== Directions ==
[A] According to the group news item about the Norfolk and Norwich Association for the Blind, in what year was the charity founded?
[B] From the group news item about the Norfolk and Norwich Association for the Blind, extract the passage starting with "With offices in" and going on through "hospital in Norfolk.".

Max Marriner CBE, QCVS, Chief Executive Norfolk and Norwich Association for the Blind
- 2 February 2015
- Group News
Because diabetics are very much at risk of damage to their eyesight the presentation by Max Marriner on 22nd January proved especially apposite. However, as he pointed out, though founded in 1805 and still the only independent charity for the blind and visually impaired in Norfolk, its inspiring and extensive work is not as well known as it ought to be.
With offices in Magpie Road, Norwich, Kings Lynn and Great Yarmouth its work is carried out by a staff of 80 with the support of 250 voluntary workers who in total support over 7000 of the visually impaired and blind of the county. Additionally in Norwich it runs a residential and respite home for 37 blind and partially sighted people with a further 20 sheltered and supported flats. It also provides support Eye Clinic Liaison Officers to the the 4 main NHS hospital in Norfolk.

== Data to examine ==
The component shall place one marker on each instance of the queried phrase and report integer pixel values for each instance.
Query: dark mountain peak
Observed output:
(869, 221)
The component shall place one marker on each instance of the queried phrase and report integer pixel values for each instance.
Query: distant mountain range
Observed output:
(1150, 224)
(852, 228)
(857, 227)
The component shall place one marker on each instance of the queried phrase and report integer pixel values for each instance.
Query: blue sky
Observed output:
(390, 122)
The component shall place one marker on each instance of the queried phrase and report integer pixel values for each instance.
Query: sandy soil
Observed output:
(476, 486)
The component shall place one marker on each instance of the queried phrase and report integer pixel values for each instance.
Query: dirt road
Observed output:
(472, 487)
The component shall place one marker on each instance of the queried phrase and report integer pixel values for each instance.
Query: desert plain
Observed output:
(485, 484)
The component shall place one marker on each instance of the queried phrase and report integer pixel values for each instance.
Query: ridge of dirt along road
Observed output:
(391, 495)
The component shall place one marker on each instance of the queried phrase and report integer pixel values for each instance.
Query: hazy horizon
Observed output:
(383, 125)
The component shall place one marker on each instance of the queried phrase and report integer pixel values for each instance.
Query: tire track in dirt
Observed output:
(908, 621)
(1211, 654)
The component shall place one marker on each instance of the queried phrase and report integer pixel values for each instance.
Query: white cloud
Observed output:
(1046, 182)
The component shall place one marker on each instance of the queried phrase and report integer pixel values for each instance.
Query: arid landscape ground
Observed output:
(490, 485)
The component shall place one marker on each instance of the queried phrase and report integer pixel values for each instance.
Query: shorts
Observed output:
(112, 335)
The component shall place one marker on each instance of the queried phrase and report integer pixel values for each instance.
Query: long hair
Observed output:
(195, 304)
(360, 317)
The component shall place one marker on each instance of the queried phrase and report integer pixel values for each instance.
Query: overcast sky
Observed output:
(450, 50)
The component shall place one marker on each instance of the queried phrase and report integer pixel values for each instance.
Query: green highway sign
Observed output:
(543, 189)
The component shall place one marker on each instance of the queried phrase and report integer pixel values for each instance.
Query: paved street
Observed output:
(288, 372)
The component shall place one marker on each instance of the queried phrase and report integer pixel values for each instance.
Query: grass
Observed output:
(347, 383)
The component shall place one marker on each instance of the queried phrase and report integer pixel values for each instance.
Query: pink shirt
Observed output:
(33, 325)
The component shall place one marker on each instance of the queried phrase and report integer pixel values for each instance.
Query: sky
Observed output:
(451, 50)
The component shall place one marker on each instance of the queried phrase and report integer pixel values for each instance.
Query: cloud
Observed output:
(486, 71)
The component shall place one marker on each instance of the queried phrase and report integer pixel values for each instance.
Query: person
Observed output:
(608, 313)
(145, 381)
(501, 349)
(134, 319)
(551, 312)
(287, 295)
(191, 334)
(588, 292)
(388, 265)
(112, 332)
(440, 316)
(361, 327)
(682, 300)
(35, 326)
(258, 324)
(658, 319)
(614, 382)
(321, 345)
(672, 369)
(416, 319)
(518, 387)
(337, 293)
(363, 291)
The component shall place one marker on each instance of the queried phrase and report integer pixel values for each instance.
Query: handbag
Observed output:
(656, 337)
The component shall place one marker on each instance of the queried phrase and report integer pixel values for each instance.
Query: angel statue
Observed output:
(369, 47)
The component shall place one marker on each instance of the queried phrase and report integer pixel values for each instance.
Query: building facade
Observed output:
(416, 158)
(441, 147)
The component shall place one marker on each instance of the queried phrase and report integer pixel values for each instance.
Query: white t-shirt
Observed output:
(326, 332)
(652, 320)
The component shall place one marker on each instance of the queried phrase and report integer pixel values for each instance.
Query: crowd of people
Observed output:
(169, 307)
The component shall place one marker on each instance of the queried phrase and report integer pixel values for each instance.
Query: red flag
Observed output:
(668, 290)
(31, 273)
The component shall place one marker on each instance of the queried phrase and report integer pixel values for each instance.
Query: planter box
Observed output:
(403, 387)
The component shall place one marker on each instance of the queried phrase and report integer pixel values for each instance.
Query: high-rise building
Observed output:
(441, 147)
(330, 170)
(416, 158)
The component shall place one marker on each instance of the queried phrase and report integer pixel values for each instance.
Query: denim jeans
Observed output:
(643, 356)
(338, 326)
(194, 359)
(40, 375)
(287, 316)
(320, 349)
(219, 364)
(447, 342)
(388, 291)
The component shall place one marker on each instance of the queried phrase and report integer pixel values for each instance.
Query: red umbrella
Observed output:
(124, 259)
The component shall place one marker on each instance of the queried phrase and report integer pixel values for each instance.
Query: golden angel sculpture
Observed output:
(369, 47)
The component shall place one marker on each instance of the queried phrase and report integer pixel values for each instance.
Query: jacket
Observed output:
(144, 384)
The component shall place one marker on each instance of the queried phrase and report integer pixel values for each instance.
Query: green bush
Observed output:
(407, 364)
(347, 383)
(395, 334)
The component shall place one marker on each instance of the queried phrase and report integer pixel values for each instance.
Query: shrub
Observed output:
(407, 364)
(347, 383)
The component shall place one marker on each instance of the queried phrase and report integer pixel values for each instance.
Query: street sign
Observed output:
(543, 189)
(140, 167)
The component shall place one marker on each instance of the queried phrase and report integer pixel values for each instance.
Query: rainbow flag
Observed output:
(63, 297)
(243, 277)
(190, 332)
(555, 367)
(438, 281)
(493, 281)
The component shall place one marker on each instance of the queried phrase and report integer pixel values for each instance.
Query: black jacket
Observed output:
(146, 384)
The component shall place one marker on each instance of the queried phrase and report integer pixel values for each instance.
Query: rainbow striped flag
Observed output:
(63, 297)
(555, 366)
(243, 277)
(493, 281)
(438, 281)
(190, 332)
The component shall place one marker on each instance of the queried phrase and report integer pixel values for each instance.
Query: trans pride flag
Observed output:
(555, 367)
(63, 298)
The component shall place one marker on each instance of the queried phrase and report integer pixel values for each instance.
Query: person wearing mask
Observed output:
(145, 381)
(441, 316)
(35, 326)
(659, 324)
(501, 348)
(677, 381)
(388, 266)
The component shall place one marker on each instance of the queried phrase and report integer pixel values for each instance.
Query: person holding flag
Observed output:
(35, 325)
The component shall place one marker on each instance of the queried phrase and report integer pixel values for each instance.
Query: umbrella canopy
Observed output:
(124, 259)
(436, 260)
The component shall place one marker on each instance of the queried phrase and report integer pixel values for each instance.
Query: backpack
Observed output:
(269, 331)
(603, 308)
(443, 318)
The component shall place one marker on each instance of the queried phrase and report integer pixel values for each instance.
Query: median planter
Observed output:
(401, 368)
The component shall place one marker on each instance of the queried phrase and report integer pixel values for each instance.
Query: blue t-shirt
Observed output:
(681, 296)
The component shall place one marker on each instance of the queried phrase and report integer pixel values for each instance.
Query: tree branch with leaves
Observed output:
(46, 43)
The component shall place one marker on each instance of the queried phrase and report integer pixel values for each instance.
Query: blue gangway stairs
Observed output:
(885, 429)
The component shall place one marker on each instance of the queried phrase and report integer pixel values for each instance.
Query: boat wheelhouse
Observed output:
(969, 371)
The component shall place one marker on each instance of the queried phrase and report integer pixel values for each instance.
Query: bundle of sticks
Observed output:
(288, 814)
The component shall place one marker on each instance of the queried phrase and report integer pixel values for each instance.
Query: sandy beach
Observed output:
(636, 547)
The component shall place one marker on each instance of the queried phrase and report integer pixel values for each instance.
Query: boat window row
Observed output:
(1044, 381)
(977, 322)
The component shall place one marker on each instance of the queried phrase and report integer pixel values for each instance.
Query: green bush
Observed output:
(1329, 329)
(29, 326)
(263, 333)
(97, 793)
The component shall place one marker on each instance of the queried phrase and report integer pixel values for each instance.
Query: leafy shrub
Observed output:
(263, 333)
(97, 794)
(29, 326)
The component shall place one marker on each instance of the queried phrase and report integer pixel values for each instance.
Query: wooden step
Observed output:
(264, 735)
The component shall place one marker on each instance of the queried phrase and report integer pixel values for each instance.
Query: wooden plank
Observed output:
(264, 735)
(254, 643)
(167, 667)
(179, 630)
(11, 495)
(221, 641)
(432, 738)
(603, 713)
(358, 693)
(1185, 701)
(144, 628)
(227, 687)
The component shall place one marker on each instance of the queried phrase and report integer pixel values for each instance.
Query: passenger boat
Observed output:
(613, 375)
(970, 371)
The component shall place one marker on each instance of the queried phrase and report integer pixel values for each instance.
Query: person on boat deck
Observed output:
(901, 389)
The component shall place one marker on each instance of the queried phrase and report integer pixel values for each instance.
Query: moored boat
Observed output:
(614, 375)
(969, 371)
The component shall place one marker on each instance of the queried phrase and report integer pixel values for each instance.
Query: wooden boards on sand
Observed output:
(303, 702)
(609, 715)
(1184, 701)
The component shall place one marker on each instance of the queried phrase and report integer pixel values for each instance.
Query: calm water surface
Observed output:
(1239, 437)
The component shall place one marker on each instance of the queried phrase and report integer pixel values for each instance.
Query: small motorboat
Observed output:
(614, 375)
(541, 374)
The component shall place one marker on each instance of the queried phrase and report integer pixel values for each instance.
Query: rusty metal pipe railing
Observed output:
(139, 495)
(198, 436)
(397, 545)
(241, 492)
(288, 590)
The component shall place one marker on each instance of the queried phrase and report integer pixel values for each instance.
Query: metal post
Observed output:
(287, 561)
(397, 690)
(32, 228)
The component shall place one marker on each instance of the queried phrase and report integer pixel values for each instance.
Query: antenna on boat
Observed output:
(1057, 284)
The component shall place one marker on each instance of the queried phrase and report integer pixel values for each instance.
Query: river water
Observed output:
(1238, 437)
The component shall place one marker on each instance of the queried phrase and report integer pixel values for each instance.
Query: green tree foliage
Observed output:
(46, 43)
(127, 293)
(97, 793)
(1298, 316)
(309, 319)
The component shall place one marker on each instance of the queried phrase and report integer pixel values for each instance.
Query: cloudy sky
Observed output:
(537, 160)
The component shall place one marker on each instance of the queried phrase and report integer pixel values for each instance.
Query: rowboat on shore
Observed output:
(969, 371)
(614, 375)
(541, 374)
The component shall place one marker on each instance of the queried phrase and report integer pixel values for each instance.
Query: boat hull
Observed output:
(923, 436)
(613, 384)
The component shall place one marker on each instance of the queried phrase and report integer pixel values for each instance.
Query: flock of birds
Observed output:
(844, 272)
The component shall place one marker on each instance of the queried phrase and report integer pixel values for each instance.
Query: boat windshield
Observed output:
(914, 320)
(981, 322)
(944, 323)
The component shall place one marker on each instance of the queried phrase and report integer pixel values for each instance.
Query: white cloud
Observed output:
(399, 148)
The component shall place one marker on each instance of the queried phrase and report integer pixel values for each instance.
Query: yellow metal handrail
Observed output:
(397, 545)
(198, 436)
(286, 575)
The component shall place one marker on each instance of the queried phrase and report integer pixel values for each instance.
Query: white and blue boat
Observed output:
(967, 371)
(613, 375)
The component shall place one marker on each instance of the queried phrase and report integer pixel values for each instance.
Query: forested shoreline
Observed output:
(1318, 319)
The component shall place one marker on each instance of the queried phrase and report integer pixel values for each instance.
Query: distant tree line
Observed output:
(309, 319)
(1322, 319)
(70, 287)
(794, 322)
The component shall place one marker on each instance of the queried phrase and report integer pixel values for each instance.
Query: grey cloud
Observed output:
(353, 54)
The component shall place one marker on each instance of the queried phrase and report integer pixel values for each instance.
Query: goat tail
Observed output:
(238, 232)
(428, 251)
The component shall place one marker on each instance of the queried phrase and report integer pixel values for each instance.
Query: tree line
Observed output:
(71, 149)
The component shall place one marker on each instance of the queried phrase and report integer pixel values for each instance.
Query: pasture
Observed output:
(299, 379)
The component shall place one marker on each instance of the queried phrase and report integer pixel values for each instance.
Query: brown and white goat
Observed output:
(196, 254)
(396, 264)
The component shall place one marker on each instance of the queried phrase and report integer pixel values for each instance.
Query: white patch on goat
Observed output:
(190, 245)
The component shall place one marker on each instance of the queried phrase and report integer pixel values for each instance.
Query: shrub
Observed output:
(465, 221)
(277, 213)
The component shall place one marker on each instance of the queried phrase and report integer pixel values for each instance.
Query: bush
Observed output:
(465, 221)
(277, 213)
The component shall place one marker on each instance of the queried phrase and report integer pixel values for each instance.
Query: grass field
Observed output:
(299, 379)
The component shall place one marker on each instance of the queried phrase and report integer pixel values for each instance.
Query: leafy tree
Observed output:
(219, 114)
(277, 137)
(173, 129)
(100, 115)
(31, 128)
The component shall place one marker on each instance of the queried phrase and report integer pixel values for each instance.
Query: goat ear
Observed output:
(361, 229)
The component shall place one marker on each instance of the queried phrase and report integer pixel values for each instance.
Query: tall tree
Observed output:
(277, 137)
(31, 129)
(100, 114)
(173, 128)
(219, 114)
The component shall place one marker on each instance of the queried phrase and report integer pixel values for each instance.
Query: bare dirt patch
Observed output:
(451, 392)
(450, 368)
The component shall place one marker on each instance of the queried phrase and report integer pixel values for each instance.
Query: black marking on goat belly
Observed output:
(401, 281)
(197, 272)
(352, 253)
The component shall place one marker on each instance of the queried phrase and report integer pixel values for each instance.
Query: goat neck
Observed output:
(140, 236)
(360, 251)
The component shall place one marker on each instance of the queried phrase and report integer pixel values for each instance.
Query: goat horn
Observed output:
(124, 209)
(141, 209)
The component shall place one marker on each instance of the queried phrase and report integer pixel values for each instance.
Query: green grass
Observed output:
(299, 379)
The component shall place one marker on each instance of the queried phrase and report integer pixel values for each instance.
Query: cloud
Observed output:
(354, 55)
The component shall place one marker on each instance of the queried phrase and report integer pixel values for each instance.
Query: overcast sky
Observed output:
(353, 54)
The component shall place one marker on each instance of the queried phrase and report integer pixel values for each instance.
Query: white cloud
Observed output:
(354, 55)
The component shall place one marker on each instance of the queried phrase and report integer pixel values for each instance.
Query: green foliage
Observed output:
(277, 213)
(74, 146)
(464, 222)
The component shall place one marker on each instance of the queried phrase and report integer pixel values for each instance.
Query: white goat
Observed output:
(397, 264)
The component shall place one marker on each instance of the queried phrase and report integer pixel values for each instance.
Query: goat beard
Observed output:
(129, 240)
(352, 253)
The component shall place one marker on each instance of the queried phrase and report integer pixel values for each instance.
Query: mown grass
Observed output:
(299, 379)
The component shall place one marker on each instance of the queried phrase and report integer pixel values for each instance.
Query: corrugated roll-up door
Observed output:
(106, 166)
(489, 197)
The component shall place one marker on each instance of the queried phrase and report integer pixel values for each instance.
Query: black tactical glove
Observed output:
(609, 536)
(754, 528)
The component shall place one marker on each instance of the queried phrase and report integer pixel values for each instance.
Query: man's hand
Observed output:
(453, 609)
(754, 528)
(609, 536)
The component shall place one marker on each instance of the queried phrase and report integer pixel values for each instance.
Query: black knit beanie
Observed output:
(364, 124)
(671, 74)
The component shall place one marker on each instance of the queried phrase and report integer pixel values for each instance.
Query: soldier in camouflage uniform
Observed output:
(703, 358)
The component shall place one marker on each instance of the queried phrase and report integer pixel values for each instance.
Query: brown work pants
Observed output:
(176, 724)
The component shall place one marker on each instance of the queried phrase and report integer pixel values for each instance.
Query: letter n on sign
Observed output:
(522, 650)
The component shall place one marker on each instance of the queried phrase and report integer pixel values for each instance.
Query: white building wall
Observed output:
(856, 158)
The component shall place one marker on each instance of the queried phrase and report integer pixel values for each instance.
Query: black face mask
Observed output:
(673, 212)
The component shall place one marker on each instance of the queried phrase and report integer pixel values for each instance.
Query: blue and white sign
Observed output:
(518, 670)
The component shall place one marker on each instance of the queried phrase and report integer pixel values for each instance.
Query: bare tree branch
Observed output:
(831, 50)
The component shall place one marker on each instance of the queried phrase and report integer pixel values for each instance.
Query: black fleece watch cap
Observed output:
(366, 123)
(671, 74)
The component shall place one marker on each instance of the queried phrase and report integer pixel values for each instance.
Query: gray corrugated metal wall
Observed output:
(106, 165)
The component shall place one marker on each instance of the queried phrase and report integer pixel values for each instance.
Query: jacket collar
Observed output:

== Per-task outputs ==
[A] 1805

[B]
With offices in Magpie Road, Norwich, Kings Lynn and Great Yarmouth its work is carried out by a staff of 80 with the support of 250 voluntary workers who in total support over 7000 of the visually impaired and blind of the county. Additionally in Norwich it runs a residential and respite home for 37 blind and partially sighted people with a further 20 sheltered and supported flats. It also provides support Eye Clinic Liaison Officers to the the 4 main NHS hospital in Norfolk.